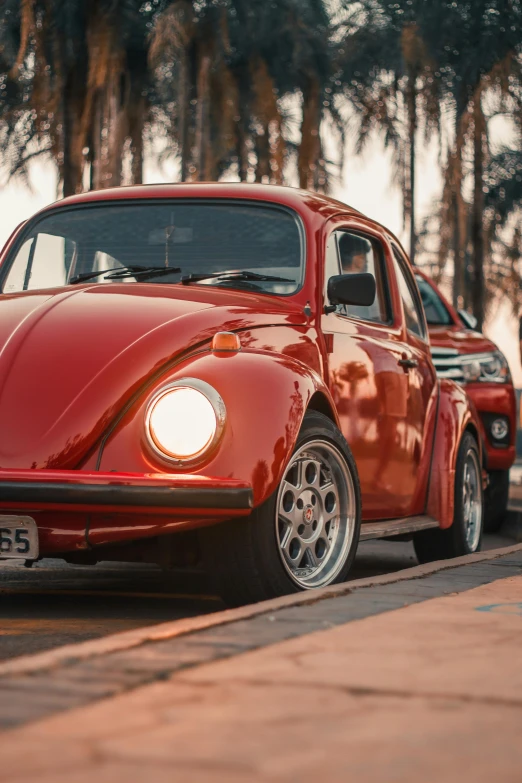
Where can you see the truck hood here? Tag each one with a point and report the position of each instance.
(71, 358)
(462, 340)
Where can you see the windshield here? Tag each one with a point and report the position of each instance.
(435, 309)
(189, 238)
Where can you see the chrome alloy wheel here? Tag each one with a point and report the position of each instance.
(316, 512)
(472, 511)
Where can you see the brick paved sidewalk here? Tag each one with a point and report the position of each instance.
(412, 680)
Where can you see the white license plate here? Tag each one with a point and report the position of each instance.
(18, 537)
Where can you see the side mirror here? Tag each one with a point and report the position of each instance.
(469, 320)
(356, 289)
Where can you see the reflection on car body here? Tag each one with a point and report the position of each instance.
(259, 407)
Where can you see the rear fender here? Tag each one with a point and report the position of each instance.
(455, 415)
(266, 396)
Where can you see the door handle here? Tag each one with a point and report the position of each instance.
(408, 363)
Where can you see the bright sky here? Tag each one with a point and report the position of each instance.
(365, 186)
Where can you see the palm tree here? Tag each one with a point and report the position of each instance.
(387, 71)
(83, 74)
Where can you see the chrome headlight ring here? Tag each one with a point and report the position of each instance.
(489, 367)
(182, 429)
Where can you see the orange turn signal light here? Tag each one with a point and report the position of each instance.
(226, 341)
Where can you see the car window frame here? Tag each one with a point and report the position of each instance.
(405, 268)
(380, 264)
(436, 293)
(27, 226)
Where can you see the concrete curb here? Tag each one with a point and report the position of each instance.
(512, 526)
(127, 640)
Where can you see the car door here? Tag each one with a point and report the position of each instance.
(374, 381)
(422, 379)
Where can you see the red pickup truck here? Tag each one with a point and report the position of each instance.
(468, 357)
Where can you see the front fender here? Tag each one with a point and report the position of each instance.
(266, 396)
(455, 415)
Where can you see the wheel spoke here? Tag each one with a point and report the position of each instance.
(286, 537)
(314, 524)
(311, 558)
(312, 472)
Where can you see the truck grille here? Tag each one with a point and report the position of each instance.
(448, 363)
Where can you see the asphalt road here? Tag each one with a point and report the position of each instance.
(52, 603)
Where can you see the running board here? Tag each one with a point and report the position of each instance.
(396, 527)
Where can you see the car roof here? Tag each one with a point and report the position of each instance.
(280, 194)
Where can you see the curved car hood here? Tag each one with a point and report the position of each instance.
(71, 358)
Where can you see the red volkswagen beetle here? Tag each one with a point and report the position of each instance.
(467, 356)
(233, 374)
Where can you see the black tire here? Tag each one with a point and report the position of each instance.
(496, 500)
(242, 556)
(437, 544)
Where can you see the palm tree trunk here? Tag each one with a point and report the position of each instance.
(412, 129)
(183, 116)
(202, 115)
(477, 228)
(263, 155)
(458, 226)
(309, 147)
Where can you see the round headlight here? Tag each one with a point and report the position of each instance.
(185, 419)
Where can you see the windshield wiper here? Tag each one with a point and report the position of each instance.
(124, 271)
(235, 275)
(144, 272)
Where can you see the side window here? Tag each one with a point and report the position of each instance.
(42, 262)
(362, 254)
(410, 299)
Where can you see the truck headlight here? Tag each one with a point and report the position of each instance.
(487, 367)
(184, 420)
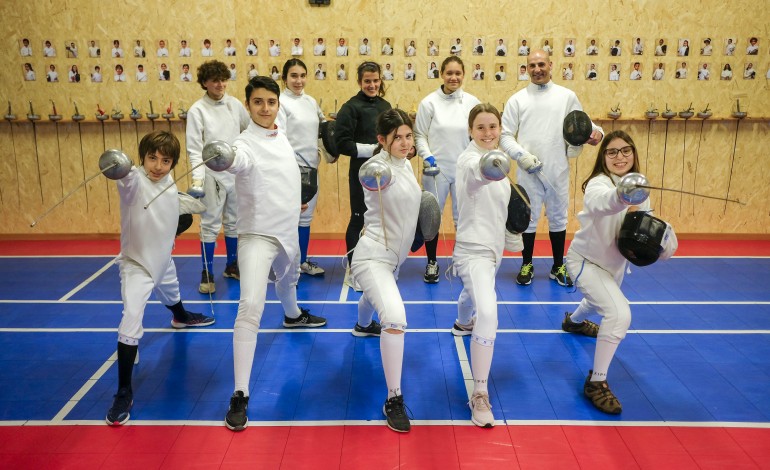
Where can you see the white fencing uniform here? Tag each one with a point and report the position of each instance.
(375, 266)
(441, 130)
(146, 241)
(483, 208)
(594, 261)
(209, 120)
(299, 117)
(532, 123)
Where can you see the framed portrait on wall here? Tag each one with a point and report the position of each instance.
(569, 47)
(71, 49)
(731, 44)
(387, 72)
(25, 48)
(29, 72)
(706, 48)
(614, 75)
(48, 49)
(478, 46)
(433, 49)
(387, 46)
(661, 47)
(410, 48)
(659, 72)
(753, 47)
(501, 49)
(500, 74)
(704, 72)
(592, 48)
(433, 71)
(251, 47)
(547, 46)
(727, 72)
(456, 47)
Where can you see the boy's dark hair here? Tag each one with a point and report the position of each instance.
(160, 141)
(261, 81)
(212, 70)
(372, 67)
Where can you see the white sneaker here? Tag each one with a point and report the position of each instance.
(351, 282)
(311, 268)
(481, 410)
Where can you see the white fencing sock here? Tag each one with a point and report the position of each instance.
(392, 350)
(481, 362)
(244, 346)
(605, 351)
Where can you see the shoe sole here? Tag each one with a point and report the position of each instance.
(361, 334)
(480, 424)
(118, 423)
(209, 290)
(391, 427)
(177, 325)
(554, 278)
(237, 428)
(459, 333)
(303, 325)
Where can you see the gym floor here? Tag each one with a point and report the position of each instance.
(693, 374)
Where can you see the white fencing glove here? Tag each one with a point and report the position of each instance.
(529, 163)
(196, 189)
(365, 150)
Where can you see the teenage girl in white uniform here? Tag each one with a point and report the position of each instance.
(440, 136)
(390, 221)
(596, 265)
(483, 210)
(300, 116)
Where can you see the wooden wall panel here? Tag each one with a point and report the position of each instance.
(698, 155)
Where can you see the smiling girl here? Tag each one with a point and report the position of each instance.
(389, 226)
(478, 252)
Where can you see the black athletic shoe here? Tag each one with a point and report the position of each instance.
(232, 271)
(395, 410)
(431, 273)
(524, 278)
(586, 327)
(236, 419)
(560, 275)
(373, 329)
(121, 407)
(304, 320)
(192, 320)
(207, 285)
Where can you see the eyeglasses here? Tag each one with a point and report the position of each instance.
(626, 151)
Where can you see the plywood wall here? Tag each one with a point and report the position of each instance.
(720, 156)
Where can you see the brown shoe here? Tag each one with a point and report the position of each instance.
(586, 327)
(601, 396)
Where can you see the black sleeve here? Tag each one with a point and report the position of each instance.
(345, 130)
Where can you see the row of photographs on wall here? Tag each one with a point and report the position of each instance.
(567, 71)
(342, 47)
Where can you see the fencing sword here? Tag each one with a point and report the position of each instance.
(633, 188)
(10, 117)
(77, 117)
(114, 164)
(55, 118)
(217, 155)
(32, 117)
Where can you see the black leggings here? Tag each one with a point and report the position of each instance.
(357, 206)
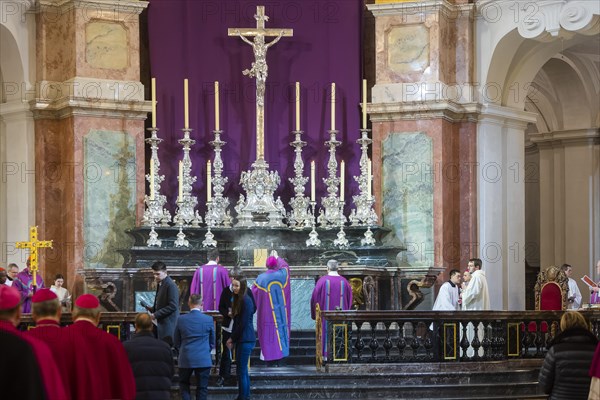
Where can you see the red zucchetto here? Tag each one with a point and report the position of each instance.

[WRITTEN EXERCISE]
Could you reproduce the entire listing above word for word, leaving out the pictures?

[EXERCISE RESPONSE]
Where can you see the truck hood here? Tag each one with a point and report the position of each instance.
(71, 358)
(462, 340)
Where can you see the windshield here? Tag each one with a point and report the position of each instance.
(435, 309)
(189, 238)
Where can you see the chrome alloy wheel here? Tag each one with a point and report the position of each instance.
(316, 512)
(472, 511)
Where can you see the brick paved sidewalk here? Tag each one with a point and report the position of each instance.
(412, 680)
Where can you see the white license plate here? Tag each one with a point and report the position of each instance.
(18, 537)
Where can you see the side mirror here? Tag each one with a point and report the position of each instance.
(469, 320)
(356, 289)
Where can you see the reflection on car body here? Tag each one with a point and report the position of each instance.
(259, 407)
Where can you see the rear fender here? Tag each one with a point and report the position of each instance.
(455, 415)
(266, 396)
Where can you see the door handle here? Tag each one with a point and report the position of each instance.
(408, 363)
Where can you see the bright sky here? Tag each one with a point and report the position of each instance.
(365, 186)
Where can you see the palm tree here? Tag each one with a point and report the position of each instance.
(387, 71)
(83, 74)
Where can you see the chrome headlight ring here? Tag each one with a point and report the position of each instance.
(489, 367)
(182, 429)
Where can you see the orange turn signal light here? Tag each one with a point and report the position of each instance.
(226, 341)
Where can you see the car window frame here? Tag each one with a point and report the position of each instance.
(405, 268)
(380, 264)
(436, 293)
(27, 226)
Where can you see the concrete curb here? Tag each one with a point and report the position of each instance.
(512, 526)
(127, 640)
Where can you see the car door here? Tag each one with a point and report the position of each instance.
(374, 381)
(422, 379)
Where can you see the red pickup truck here? Tag each one with a point and report the position of each instance.
(468, 357)
Where can you see the front fender here? Tag each one with a point and report the position of each instance.
(266, 396)
(455, 415)
Where can you see the wheel spoke here? Tag each one with a point and report the position of each instance.
(286, 537)
(314, 524)
(311, 558)
(312, 472)
Where can you see the truck grille here? Tag each one with a point and report the position of each instance.
(448, 363)
Where can you see the asphalt road here? Tag each one with a point and report the position of each instance.
(52, 603)
Where can you see the running board here? Tag each one with a point and report the position of each instance.
(396, 527)
Where can you see the car roof here? Tag each one with a point and report the position of each instance.
(280, 194)
Where can you see the curved car hood here? Tag each one with a point and report the position of each instance.
(71, 358)
Where can you see the red volkswagen beetle here? Tag each one with a point and report the position of each instance.
(467, 356)
(233, 374)
Where can you see the black tire here? Tag each one with a point and report the position of each instance.
(496, 500)
(242, 556)
(437, 544)
Where can you see the palm tree trunk here? Tag each one with a point and report the position of each instance.
(412, 129)
(183, 116)
(202, 115)
(477, 228)
(263, 155)
(458, 226)
(309, 147)
Where can you see the round headlight here? Tag each one with a point and report the position of each instance.
(185, 419)
Where can you see the windshield wiper here? Tag each one with a point and report the position of each instance.
(124, 271)
(235, 275)
(144, 272)
Where can you see the side window here? Tag each one with a point and report the position of each instance.
(42, 262)
(362, 254)
(410, 299)
Where can you see the truck headlight here? Tag each one with a point and report the position of each instance.
(487, 367)
(184, 420)
Where can you see the white fencing uniform here? Tag each one with a point and report the position of each instance.
(375, 266)
(441, 130)
(146, 241)
(483, 208)
(594, 261)
(209, 120)
(299, 117)
(532, 123)
Where can you see the framed portrait on wall here? Tag each one with a point and report the position of each instance.
(569, 47)
(71, 49)
(731, 44)
(387, 72)
(25, 48)
(29, 72)
(706, 48)
(614, 75)
(48, 49)
(478, 46)
(433, 49)
(387, 46)
(661, 47)
(410, 48)
(659, 72)
(753, 47)
(501, 49)
(500, 74)
(704, 72)
(592, 48)
(433, 71)
(251, 47)
(547, 46)
(727, 72)
(456, 47)
Where can you see the boy's dark hair here? Tag each one with a point and report the position of each instance.
(160, 141)
(261, 81)
(212, 70)
(372, 67)
Where can you see the white sneaker here? Tag each one with a point and report the position of each instance.
(351, 282)
(311, 268)
(481, 410)
Where can you see the white fencing sock here? Tag each one with a point and report the position of each instance.
(392, 350)
(481, 362)
(244, 346)
(605, 351)
Where can you see the shoe sole here? Tag each one with a point and report the position of each instance.
(361, 334)
(480, 424)
(118, 423)
(209, 290)
(391, 427)
(177, 325)
(554, 278)
(237, 428)
(459, 333)
(303, 325)
Where can you see the gym floor here? Tag each one with a point and report the position of each instance.
(693, 374)
Where can you see the white fencing glove here? Tag each one with a point and report the position of each instance.
(529, 163)
(196, 189)
(365, 150)
Where can you see the teenage girl in white uniform here? Tag each one with a point and report the position of each instance.
(440, 136)
(390, 221)
(596, 265)
(483, 210)
(300, 116)
Where can you see the wooden wall panel here? Tag each one with a point and report the position of each instance.
(698, 155)
Where can you see the smiling girl here? Tag each one with a point and report the position of each instance.
(389, 226)
(478, 252)
Where can you see the black athletic shoe here? Tag each one with a point and report the position of each instance.
(232, 271)
(395, 410)
(431, 273)
(524, 278)
(586, 327)
(236, 419)
(560, 275)
(373, 329)
(121, 407)
(304, 320)
(192, 320)
(207, 285)
Where can you see the eyeglasses here? Tag each one with a point and report the position of each instance.
(626, 151)
Where can you see the plywood wall here? Tag each one with a point and report the position of each instance.
(720, 156)
Where can you see the brown shoe here? Tag each one with a point and report the position of each instance.
(586, 327)
(601, 396)
Where can you see the black sleeve here? Tag each one with a point and report the position of each instance.
(345, 130)
Where can you see the row of photographs on wall here? Tag each one with a point and report the position of each instance.
(567, 71)
(342, 47)
Where can you see the fencing sword here? Tag each one with a point and report the position of each instance.
(633, 188)
(10, 117)
(77, 117)
(114, 164)
(55, 118)
(217, 155)
(32, 117)
Where can you see the black leggings here? Tag each one with a point and report the position of each instance.
(357, 206)
Where can you see the red zucchetto here? Tag each one with a point and report the position of each instance.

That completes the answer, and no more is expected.